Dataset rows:
— Start —

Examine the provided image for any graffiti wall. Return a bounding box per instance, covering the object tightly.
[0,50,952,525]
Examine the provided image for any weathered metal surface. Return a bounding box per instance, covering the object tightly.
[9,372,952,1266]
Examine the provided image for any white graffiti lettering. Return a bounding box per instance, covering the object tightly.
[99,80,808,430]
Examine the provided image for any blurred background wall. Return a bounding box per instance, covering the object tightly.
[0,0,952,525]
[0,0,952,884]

— End —

Copy every line of the entries above, requests included, and add 47 to each bounding-box coordinate in the answers.

Response |
Examine the provided image for any graffiti wall. Return a bounding box per instance, covering the object tightly.
[47,97,999,572]
Examine the provided image for any weathered metal surface. Return a bounding box per instance, covering the object tightly.
[56,419,999,1313]
Examine the provided image for any white graffiti lettering. Return a bounding box per instance, covering the object tightly.
[146,127,855,477]
Examine the provided image for any blurred background wall. Return a bounding box per instance, covering the object tightly.
[47,47,999,572]
[47,47,999,931]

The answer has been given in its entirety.